▶ [PROVIDED TEXT]
☆ ☆ ☆ ☆

To convert all the checks that are done in runtime with the code I presented earlier you would have to convert that loop to a series of statements such as this: x[ 0 ] = detail::read32le( block.subspan<0, 4>() ); x[ 1 ] = detail::read32le( block.subspan<4, 4>() ); x[ 3 ] = detail::read32le( block.subspan<8, 4>() ); x[ 4 ] = detail::read32le( block.subspan<12, 4>() ); // ... x[ 15 ] = detail::read32le( block.subspan<60, 4>() ); Or perform some kind of tricks with variadic templates and fold expressions. At least, until `template for` (P1306) is accepted. So, I suppose, it is doable in this limited case. But not something I would willingly do, given that I can achieve the same result with a plain loop and pointers. There's your example of span getting in the way.

Yes, that's the naive way to implement it. Like I said, depending how dedicated you are, in modern C++ you can pretty much just fold something like that in an elegant way. Also, you need to understand that "just using a pointer" doesn't necessarily mean no checks either in many cases. I think the main issue here is that with span we can eliminate all the arithmetic around subscript access, which makes code more readable, and harder to get wrong, while delivering the same result, and with tools that allow us to provide the compiler with more information about what we are doing. So the overall result is something more robust than "just a pointer", and the safety becomes just a natural conclusion of this. Claudio.

Andrey Semashev wrote:
To convert all the checks that are done in runtime with the code I presented earlier you would have to convert that loop to a series of statements such as this:
x[ 0 ] = detail::read32le( block.subspan<0, 4>() ); x[ 1 ] = detail::read32le( block.subspan<4, 4>() ); x[ 3 ] = detail::read32le( block.subspan<8, 4>() ); x[ 4 ] = detail::read32le( block.subspan<12, 4>() ); // ... x[ 15 ] = detail::read32le( block.subspan<60, 4>() );
Or perform some kind of tricks with variadic templates and fold expressions.
You can write this with mp_for_each, but it's not necessary because compilers figure out the for loop easily: https://godbolt.org/z/d861cPf1K

Common span win. I knew that was the case, but I was replying from the perspective of the argument "I don't trust optimisers". In practice, yes, compilers are much different these days, and the more information can be inferred about any given operation, the better the chances of optimisations to be very effective in shedding dead weight. There's a whole debate around bound checks because of that, and the trend is that these types of optimisations will continue to improve going forward, as the demand for bound checks elision increases. Claudio.

☆ ☆ ☆ ☆

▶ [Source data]

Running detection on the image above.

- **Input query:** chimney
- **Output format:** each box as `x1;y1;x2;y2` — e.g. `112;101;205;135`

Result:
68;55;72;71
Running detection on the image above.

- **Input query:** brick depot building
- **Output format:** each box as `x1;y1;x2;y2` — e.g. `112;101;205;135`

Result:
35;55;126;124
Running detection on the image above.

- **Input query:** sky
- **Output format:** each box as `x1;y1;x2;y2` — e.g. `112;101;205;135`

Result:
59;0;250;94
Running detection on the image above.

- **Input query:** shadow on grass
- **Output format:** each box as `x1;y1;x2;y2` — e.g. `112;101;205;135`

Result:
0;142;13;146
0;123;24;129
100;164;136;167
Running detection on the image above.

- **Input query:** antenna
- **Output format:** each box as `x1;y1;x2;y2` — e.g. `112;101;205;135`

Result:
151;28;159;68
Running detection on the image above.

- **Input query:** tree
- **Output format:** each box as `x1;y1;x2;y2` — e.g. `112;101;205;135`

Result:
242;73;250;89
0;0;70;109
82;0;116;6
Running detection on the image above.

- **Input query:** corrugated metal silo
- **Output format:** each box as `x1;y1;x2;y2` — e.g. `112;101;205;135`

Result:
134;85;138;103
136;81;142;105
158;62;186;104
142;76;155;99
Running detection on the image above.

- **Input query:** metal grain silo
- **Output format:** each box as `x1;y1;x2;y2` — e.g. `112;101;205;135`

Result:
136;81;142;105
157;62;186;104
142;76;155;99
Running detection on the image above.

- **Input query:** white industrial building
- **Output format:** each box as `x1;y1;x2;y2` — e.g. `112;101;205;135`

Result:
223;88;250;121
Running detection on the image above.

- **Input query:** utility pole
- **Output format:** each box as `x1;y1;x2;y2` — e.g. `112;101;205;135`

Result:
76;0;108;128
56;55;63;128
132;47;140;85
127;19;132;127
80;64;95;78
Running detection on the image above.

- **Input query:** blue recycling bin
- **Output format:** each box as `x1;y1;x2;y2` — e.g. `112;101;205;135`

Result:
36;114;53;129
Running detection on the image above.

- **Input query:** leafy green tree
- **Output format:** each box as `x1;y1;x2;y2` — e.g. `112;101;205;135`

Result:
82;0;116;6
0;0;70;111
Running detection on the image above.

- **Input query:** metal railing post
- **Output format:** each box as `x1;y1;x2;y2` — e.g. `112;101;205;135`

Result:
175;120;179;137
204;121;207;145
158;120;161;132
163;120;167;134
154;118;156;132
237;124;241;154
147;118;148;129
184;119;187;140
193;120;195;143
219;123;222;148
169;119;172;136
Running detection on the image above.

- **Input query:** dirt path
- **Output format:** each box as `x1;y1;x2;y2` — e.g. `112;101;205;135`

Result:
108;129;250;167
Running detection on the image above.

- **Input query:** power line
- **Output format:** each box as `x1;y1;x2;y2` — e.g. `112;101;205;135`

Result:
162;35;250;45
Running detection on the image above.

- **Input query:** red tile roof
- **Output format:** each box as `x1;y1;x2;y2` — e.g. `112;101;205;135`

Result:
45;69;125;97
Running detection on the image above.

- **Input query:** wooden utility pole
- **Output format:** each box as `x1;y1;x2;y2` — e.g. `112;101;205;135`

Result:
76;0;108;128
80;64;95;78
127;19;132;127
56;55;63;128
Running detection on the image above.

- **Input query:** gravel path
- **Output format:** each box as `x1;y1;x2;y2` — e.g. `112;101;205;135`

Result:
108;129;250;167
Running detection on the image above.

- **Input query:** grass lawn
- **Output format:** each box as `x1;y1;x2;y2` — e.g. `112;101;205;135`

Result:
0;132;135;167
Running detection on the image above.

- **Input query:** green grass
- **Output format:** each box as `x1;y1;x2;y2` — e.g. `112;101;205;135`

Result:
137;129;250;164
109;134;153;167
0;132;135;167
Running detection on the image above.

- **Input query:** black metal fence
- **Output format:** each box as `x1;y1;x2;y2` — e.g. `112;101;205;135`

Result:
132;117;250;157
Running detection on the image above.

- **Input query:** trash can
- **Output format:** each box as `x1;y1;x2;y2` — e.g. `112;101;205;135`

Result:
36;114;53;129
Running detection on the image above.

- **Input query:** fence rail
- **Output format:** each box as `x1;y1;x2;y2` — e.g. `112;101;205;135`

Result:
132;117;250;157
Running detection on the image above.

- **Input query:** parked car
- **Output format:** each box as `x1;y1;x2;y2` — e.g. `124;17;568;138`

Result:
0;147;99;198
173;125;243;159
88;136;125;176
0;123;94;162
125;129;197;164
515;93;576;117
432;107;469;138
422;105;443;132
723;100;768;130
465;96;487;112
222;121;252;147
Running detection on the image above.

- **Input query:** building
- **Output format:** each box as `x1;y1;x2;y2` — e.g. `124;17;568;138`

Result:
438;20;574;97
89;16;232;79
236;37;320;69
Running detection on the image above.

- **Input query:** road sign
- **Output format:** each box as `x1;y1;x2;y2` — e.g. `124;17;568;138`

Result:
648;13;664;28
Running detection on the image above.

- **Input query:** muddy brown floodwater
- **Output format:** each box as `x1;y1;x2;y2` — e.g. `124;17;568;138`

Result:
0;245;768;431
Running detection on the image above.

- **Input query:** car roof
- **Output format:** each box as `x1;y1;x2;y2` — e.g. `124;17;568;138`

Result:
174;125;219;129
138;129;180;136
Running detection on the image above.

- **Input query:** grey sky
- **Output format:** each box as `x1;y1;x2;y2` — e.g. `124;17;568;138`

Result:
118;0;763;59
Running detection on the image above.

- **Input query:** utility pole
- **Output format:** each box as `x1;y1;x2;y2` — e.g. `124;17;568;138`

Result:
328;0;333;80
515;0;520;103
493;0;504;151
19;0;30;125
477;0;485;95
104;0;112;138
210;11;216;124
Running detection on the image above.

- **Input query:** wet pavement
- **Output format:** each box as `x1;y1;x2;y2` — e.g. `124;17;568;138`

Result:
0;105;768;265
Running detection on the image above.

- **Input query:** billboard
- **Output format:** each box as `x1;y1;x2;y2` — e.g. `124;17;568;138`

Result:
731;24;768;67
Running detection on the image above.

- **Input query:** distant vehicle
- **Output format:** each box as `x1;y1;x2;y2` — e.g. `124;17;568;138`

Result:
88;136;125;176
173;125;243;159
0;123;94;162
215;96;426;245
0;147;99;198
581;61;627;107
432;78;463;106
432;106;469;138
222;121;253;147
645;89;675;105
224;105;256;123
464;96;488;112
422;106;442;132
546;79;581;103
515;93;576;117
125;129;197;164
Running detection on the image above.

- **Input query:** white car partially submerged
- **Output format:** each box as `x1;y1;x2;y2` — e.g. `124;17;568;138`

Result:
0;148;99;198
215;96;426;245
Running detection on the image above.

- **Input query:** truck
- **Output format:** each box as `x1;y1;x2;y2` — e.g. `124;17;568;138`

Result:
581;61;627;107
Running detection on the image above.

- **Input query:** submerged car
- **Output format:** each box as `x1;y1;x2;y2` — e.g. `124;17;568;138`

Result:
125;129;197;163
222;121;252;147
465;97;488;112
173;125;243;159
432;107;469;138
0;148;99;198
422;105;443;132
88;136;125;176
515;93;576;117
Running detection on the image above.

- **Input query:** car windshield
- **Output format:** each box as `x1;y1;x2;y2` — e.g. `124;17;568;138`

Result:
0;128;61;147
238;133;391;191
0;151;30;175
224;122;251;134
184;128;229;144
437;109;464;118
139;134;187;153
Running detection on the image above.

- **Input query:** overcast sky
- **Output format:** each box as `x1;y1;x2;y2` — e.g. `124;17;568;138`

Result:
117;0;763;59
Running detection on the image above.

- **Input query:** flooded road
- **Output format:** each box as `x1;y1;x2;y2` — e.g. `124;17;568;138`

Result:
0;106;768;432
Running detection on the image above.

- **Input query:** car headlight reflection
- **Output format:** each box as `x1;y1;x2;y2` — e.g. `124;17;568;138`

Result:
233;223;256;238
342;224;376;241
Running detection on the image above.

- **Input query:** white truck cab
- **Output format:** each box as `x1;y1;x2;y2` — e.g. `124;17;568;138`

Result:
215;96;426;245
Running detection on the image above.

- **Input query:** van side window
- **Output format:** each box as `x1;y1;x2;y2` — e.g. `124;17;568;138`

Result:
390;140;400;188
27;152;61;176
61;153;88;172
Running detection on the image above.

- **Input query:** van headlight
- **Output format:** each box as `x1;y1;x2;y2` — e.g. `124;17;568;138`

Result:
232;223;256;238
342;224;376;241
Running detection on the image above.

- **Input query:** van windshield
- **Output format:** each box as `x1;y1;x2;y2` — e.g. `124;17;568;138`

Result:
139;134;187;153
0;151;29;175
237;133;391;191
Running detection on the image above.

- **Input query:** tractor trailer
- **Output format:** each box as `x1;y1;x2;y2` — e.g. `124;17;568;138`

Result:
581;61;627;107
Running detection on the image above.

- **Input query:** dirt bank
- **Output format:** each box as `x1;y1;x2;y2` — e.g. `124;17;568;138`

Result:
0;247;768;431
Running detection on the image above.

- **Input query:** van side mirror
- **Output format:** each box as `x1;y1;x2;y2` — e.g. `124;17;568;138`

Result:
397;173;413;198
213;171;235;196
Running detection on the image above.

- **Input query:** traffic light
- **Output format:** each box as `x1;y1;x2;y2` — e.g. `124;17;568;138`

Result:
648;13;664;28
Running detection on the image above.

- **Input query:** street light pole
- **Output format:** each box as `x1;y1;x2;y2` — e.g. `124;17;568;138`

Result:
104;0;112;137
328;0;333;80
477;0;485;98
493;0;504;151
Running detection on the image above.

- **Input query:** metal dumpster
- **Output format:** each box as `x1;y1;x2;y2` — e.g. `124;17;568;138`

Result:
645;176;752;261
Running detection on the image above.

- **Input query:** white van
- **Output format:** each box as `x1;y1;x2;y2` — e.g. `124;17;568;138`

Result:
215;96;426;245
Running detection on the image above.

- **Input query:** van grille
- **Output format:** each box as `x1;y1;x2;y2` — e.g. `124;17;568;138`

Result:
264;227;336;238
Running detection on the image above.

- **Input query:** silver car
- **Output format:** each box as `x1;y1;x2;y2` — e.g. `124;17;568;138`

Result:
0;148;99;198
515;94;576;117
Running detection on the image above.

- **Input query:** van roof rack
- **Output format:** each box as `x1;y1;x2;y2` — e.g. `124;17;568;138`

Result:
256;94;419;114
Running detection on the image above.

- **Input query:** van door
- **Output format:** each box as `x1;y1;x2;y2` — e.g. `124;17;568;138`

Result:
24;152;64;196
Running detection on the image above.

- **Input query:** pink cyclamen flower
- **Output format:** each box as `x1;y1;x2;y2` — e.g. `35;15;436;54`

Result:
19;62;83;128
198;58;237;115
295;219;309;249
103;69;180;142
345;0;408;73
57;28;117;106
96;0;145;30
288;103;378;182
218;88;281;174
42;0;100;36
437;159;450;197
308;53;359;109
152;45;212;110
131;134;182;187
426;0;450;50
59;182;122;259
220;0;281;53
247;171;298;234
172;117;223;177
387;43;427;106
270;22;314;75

☆ ☆ ☆ ☆

▶ [EXERCISES]
A. Answer these questions using the discussion of span and bounds checks:
(i) Which proposal number is given for `template for`?
(ii) Which facility does the reply say could be used to write the statements, though it calls this unnecessary?
(iii) According to Claudio, what does span eliminate around subscript access?
B. Pick up the discussion of span and bounds checks and continue it from its final line.

▶ [ANSWERS]
A.
(i) P1306
(ii) mp_for_each
(iii) All the arithmetic around subscript access.

B.
On Fri, Dec 6, 2024 at 9:12 AM Peter Dimov via Boost
The purpose of span is to replace pointer arguments. If your function takes ... void f2( unsigned char p[4] ); you use void f2( span
p );
This is quite informative, thank you. For my entire career I have avoided passing C-style arrays because of ignorance of how they work. Is it a copy? Is it just a pointer? Does the compiler know the extent? And so on. I don't like the look of function signatures which accept language arrays, because they do not quite work the same way as other types. The fixed extent span here does two things: first, it inserts a runtime
check that the extent of the passed span is >= 4. ... Since it's statically known that 0<4, 1<4, 2<4, 3<4, these accesses don't cause any asserts to be inserted.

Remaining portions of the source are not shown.